Start of MATERIAL SUPPLIED
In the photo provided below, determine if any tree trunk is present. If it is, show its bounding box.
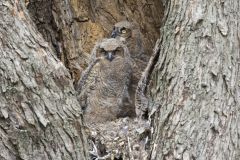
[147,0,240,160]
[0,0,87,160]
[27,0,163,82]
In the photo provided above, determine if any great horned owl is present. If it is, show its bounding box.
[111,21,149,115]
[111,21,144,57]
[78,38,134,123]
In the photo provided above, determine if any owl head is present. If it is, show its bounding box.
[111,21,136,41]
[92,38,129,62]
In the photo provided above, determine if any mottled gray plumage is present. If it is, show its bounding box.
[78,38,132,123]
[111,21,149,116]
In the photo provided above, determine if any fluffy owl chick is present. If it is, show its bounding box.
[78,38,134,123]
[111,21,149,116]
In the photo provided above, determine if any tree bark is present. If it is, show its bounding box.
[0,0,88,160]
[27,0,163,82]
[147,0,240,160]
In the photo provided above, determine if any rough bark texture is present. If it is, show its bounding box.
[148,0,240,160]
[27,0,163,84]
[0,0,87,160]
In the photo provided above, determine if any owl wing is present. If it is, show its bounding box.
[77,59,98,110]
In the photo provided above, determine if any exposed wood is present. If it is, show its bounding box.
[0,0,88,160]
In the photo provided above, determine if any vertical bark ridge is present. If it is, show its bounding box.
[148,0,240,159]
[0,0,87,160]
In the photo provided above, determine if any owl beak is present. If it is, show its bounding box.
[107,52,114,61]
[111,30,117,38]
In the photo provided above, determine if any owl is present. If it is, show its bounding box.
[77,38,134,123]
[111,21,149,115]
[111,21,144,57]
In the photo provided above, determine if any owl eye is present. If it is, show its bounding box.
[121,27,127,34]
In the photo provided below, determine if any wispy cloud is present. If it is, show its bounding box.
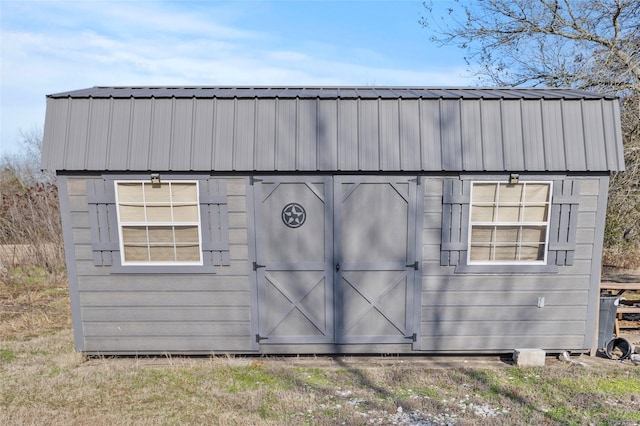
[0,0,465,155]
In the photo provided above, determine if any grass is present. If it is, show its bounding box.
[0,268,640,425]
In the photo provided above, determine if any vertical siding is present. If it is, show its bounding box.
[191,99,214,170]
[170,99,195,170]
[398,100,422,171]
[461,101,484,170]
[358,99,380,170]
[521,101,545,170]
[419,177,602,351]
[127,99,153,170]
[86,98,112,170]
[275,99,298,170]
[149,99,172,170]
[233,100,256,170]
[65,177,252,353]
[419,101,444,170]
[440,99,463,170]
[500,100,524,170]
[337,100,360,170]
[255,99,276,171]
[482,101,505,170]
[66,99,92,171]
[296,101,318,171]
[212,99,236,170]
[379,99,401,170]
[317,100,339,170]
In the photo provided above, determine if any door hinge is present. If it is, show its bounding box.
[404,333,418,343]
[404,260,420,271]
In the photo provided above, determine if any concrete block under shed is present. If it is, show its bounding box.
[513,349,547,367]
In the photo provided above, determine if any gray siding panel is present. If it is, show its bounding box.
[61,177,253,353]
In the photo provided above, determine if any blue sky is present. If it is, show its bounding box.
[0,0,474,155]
End of MATERIAL SUPPLIED
Start of MATERIAL SUPPLIED
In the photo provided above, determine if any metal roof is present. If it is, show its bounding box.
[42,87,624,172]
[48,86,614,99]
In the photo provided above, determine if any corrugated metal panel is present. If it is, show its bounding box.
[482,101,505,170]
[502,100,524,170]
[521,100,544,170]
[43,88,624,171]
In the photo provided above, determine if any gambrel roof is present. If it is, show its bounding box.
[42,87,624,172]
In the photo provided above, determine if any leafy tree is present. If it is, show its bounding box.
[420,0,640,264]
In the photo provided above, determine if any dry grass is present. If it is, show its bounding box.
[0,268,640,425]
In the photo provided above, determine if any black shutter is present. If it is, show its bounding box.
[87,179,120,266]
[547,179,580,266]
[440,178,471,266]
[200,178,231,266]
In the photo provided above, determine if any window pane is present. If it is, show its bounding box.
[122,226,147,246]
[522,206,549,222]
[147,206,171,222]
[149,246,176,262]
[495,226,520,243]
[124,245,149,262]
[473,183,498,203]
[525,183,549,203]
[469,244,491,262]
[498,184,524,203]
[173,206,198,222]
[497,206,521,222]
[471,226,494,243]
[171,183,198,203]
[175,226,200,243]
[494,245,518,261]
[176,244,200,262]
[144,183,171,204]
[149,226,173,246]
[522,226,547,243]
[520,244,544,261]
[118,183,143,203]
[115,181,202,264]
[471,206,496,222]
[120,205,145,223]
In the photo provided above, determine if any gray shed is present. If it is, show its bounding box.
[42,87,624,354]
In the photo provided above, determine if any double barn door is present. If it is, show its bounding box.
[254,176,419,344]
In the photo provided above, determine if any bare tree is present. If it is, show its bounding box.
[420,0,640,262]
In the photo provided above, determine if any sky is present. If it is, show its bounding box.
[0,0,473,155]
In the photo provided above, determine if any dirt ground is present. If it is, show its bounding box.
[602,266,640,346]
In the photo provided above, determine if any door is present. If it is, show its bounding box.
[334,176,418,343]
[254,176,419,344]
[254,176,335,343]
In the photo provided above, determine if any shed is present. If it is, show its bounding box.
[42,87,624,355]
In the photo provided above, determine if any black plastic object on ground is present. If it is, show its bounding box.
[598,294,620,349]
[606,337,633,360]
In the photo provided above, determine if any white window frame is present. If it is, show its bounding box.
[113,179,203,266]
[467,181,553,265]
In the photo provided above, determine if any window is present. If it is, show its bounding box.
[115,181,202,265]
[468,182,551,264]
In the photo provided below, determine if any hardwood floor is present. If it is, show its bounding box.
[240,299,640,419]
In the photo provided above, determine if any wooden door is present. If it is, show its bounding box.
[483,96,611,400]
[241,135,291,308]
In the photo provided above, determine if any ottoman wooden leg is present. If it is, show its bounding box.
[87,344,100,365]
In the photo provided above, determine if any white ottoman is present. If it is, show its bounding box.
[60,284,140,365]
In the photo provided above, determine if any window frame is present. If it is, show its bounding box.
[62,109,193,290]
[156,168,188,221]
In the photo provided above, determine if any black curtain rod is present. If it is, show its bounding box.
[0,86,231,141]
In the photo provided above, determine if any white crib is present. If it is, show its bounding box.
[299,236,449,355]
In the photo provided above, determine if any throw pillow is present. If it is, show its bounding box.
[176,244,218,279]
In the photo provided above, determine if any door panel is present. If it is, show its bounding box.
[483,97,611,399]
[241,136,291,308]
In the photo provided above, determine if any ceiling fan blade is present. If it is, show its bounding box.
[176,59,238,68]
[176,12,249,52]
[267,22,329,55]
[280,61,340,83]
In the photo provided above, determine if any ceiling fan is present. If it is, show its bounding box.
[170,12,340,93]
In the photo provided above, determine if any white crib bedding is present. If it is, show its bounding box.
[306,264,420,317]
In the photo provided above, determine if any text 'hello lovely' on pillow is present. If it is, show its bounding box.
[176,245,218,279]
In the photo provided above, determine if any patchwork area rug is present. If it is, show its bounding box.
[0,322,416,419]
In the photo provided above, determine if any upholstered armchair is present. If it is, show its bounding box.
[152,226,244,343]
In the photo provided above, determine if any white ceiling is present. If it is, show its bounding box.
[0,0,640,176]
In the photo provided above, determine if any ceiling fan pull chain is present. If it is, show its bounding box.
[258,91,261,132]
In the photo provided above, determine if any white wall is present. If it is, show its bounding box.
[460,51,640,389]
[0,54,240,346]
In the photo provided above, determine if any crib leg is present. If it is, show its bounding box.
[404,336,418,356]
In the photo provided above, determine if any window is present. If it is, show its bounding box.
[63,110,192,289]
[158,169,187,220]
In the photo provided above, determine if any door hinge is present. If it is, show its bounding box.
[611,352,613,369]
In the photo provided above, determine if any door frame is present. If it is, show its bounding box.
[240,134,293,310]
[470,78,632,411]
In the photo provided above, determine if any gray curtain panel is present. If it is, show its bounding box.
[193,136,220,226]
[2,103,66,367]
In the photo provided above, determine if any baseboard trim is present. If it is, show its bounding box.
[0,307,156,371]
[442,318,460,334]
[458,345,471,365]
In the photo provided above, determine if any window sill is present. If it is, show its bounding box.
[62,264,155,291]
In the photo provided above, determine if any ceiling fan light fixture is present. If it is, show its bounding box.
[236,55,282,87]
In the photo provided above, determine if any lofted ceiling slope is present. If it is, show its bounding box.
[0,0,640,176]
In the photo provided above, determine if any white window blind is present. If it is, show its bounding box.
End of MATERIAL SUPPLIED
Start of MATERIAL SUPPLIED
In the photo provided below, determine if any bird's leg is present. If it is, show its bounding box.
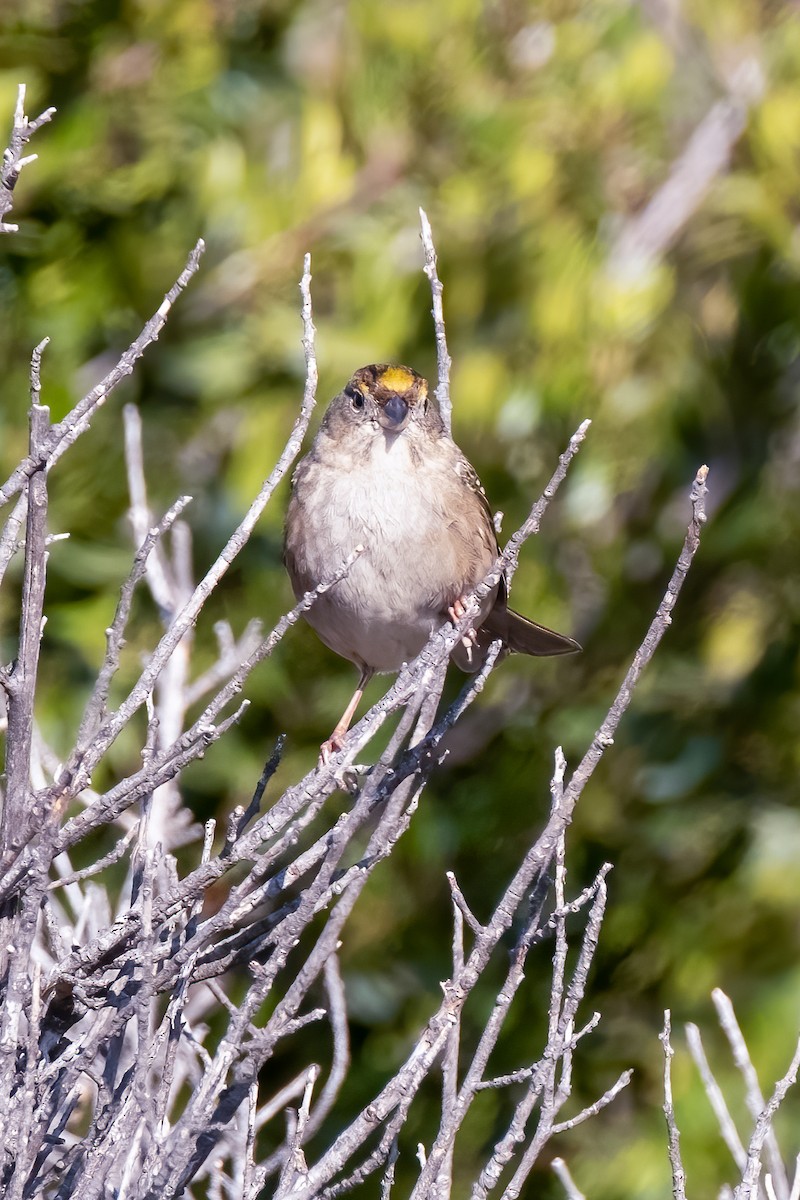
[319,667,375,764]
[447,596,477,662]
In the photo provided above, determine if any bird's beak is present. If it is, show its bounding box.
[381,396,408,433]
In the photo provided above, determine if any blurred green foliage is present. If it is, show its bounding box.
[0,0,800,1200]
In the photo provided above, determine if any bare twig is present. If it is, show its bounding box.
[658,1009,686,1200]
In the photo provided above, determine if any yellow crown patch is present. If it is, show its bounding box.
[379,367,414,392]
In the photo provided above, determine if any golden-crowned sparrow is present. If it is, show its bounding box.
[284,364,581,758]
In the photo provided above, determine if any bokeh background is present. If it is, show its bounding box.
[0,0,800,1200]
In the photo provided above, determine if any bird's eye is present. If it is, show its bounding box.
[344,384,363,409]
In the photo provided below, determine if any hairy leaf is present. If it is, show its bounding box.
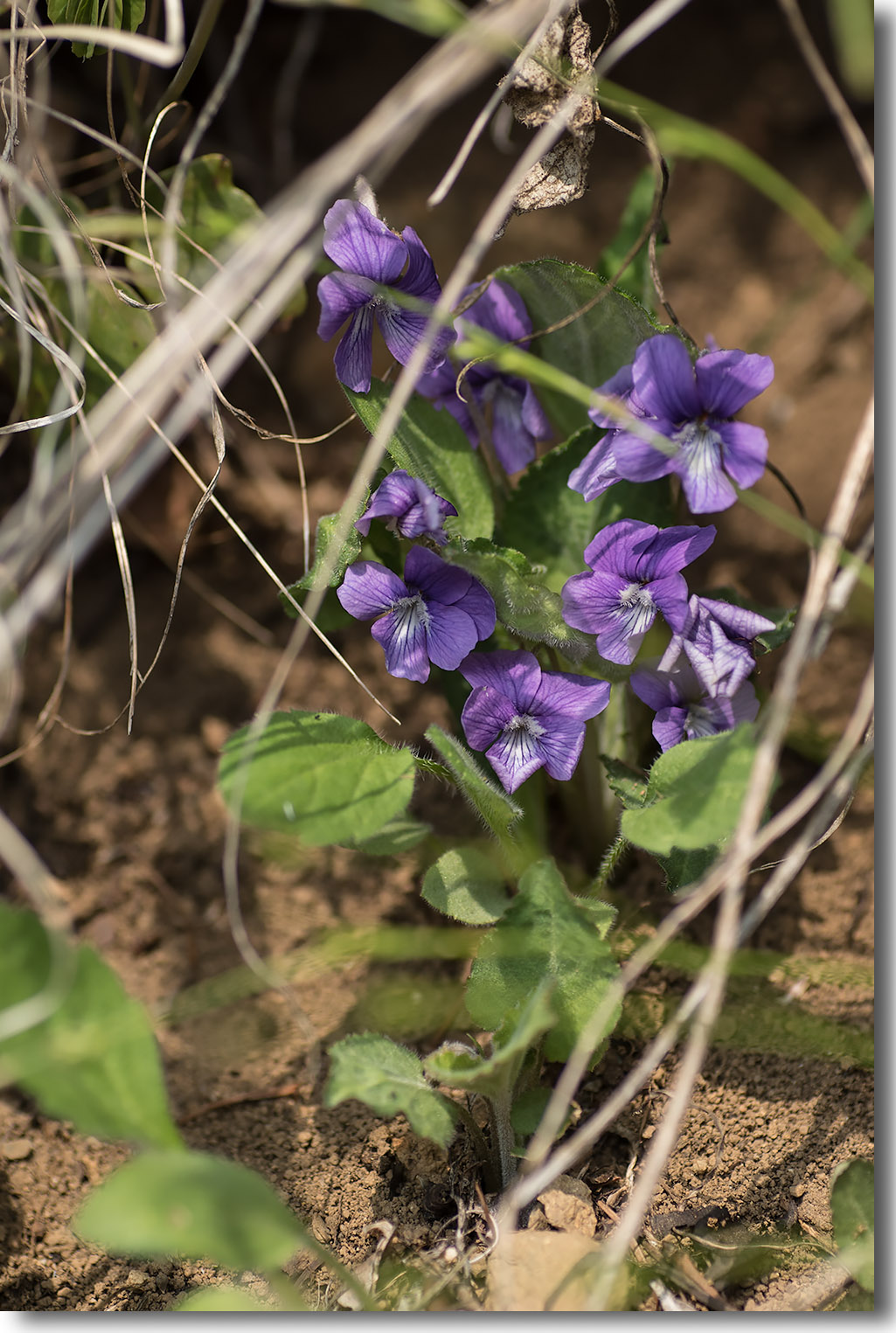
End of MATERIAL SUPPLIED
## WHAT YOU SHOULD DO:
Rewrite the records as a numbered list, starting at the line containing "In the photo provided above, determine if any ceiling fan pull" and running through the line containing "[611,352,613,369]", both included. Leave out any blank lines.

## EXERCISE OUTPUT:
1. In the photo provided above, determine if any ceiling fan pull chain is present. If it is, show its bounding box.
2. [258,91,261,132]
3. In the photo provided above, determine if any white wall is present. If it is, show its bounding box.
4. [460,51,640,389]
5. [0,54,240,346]
6. In the photo provided above, determine if any crib leg is present. If it is, show its bounding box.
7. [404,336,418,356]
8. In the photo provided above, determine if any window is present. If it is, show its bounding box.
9. [63,110,192,289]
10. [158,169,187,220]
11. In the photo provided above, determine if any door hinge is present. If it is, show its bounding box.
12. [611,352,613,369]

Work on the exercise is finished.